■ Document extract
---

Train station in Pennsylvania

Lansdale station, also known as the Lansdale Transportation Center, is a SEPTA Regional Rail station in Lansdale, Pennsylvania. Located at Main Street (PA 63) and Green Street, it serves the Lansdale/Doylestown Line. It was originally built in 1902 by the Reading Company, opening on February 7, 1903; a freight house was added in 1909. Historically, the station hosted the Interstate Express (north to Syracuse) and the Scranton Flyer (north to Scranton). Additionally, the station served commuter trains on the Reading's branch to Bethlehem until service was ended in 1981. The historic station building was listed on the National Register of Historic Places in 2021.

In FY 2013, Lansdale station had a weekday average of 1396 boardings and 1272 alightings.

The station features a 178-space parking lot and a 660-space parking garage. The parking garage at Lansdale station opened on April 17, 2017, offering hundreds of additional parking spaces at the station. Lansdale station is near the SEPTA's 25 Hz Traction Power System plant, originally built by the RDG. The station interior was formerly home to an internet café, and Italian deli called "A Little Something Nice".

---

■ Your task
Rewrite the paragraph of the text on Lansdale station that begins "Lansdale station, also known as" as a bulleted list that keeps its main facts. None of these entries relate to the text on Lansdale station.

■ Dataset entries

---

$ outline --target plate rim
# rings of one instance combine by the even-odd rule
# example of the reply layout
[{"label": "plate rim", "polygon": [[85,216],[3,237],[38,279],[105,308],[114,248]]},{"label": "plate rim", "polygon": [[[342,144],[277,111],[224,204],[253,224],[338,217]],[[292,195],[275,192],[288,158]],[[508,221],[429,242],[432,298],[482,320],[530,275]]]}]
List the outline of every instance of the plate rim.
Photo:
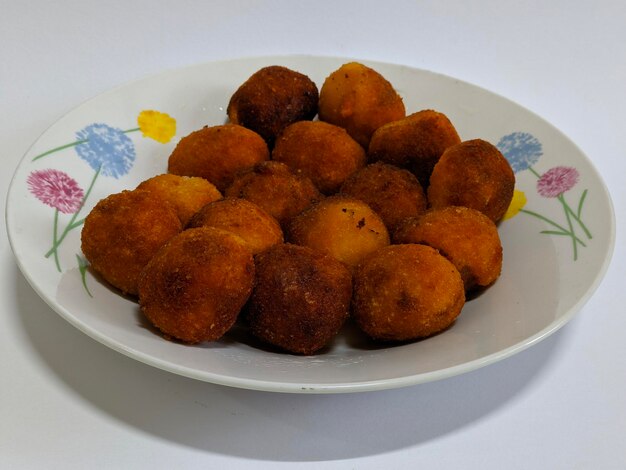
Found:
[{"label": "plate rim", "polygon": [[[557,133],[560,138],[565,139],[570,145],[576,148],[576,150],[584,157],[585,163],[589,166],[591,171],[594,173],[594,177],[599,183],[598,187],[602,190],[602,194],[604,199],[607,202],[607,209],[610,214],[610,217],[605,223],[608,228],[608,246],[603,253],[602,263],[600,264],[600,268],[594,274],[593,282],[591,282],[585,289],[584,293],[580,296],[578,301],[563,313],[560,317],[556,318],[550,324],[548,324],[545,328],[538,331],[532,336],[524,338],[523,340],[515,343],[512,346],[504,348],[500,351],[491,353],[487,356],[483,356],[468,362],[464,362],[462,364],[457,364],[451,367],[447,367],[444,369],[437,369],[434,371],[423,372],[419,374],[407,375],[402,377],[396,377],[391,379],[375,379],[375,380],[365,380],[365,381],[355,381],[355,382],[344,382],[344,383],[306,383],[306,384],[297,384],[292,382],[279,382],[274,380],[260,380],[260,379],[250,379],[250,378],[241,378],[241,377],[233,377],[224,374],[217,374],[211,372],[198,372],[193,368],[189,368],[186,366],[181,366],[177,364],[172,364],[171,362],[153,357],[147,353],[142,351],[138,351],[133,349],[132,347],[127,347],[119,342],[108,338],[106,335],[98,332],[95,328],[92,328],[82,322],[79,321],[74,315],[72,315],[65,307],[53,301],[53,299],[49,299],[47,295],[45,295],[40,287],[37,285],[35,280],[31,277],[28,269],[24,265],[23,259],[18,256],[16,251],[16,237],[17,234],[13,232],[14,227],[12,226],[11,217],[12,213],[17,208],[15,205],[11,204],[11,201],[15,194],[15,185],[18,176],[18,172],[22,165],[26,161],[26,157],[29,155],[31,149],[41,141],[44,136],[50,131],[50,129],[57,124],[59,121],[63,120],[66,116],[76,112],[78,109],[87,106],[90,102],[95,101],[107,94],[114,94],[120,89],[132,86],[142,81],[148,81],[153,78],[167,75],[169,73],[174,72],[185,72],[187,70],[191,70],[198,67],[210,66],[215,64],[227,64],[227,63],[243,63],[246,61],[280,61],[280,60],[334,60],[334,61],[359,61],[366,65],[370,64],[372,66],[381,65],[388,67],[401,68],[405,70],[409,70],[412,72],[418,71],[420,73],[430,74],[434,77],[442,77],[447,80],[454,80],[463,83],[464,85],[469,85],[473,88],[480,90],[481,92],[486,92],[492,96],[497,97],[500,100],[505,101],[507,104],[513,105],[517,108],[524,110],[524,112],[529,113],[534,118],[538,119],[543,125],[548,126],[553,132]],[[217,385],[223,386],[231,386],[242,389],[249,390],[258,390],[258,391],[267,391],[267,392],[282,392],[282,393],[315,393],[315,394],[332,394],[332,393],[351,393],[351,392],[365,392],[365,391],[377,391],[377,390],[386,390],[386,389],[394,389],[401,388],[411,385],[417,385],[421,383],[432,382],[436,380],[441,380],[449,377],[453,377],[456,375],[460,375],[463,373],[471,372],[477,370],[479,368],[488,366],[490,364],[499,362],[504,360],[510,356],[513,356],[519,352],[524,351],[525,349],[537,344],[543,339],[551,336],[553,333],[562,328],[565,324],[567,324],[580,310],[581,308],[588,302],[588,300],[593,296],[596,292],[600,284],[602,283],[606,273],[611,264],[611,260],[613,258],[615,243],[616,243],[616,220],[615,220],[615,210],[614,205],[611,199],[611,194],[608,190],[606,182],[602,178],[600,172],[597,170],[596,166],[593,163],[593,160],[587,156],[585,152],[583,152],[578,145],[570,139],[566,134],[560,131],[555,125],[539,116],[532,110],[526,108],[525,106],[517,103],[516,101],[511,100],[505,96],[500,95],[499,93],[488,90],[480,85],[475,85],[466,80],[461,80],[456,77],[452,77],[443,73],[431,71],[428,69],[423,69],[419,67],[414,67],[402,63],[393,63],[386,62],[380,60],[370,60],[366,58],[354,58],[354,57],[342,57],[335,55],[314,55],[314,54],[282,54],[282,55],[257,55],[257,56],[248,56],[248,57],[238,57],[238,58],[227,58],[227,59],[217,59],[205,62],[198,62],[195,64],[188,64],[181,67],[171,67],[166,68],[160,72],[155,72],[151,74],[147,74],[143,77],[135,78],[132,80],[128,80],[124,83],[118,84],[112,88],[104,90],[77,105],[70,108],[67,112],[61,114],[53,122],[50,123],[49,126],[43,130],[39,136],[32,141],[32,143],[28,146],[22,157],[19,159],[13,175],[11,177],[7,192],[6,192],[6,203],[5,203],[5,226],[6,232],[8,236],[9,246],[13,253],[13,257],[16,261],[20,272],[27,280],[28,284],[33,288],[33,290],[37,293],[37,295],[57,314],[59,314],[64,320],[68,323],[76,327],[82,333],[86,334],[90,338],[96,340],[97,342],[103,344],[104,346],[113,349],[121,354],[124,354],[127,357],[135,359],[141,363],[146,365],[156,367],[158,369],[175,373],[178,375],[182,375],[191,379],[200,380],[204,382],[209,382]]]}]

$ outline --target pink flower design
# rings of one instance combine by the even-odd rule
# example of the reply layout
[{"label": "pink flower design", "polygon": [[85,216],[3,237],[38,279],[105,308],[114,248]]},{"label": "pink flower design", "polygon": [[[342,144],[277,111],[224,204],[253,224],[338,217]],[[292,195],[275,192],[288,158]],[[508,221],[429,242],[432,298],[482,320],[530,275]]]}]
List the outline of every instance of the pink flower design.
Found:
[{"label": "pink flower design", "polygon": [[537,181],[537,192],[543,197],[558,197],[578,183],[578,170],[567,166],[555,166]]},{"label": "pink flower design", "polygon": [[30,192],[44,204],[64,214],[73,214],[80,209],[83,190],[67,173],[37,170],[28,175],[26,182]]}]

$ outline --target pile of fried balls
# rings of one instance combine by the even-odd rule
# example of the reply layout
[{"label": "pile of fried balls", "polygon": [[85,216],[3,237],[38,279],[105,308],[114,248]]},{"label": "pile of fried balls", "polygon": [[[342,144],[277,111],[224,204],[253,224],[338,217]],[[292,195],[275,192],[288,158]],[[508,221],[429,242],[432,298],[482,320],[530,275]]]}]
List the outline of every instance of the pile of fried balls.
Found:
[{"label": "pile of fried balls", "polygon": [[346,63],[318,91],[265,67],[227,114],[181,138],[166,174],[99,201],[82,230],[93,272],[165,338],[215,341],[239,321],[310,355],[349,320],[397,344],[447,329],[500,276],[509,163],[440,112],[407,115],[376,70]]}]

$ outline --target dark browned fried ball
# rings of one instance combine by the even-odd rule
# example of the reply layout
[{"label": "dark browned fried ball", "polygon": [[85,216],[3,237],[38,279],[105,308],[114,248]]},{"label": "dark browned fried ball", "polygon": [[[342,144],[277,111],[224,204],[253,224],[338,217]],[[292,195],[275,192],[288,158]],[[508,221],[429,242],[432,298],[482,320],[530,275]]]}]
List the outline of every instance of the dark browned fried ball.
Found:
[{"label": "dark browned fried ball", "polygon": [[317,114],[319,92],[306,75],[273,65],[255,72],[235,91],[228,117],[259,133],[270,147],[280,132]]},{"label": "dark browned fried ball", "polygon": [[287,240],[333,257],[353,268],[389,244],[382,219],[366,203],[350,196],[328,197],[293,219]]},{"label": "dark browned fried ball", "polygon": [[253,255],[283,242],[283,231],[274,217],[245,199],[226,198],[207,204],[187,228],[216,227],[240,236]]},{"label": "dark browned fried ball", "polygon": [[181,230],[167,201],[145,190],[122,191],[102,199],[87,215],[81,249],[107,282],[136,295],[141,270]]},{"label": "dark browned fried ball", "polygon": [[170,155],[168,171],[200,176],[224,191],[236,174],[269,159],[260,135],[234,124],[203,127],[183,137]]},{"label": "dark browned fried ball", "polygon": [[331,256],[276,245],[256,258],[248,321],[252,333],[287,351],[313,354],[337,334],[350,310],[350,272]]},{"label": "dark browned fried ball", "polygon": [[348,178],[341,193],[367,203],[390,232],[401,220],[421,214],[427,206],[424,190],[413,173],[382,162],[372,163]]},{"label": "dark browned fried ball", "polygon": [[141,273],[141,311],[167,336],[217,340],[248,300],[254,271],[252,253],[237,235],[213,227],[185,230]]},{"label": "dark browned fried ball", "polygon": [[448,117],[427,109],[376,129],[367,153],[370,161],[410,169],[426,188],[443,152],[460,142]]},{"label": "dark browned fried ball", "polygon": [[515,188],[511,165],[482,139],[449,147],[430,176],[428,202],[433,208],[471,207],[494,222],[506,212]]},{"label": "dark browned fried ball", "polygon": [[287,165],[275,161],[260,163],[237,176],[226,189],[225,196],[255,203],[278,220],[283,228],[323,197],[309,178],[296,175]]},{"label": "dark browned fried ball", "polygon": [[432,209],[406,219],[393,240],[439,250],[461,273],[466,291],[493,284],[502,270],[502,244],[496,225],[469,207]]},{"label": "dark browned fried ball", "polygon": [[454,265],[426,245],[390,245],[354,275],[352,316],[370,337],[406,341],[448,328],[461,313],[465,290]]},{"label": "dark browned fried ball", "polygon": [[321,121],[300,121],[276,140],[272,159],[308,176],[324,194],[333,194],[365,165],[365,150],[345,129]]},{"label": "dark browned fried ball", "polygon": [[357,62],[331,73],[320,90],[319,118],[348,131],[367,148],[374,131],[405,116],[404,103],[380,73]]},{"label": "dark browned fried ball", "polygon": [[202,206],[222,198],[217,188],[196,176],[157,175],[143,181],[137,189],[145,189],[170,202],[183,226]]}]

---

■ Answer box
- Also called the Lansdale Transportation Center, it is a SEPTA Regional Rail station in Lansdale, Pennsylvania.
- It sits at Main Street (PA 63) and Green Street and serves the Lansdale/Doylestown Line.
- The Reading Company built it in 1902, and it opened on February 7, 1903.
- A freight house was added in 1909.
- It once hosted the Interstate Express (north to Syracuse) and the Scranton Flyer (north to Scranton).
- It served commuter trains on the Reading's branch to Bethlehem until that service ended in 1981.
- The historic station building was listed on the National Register of Historic Places in 2021.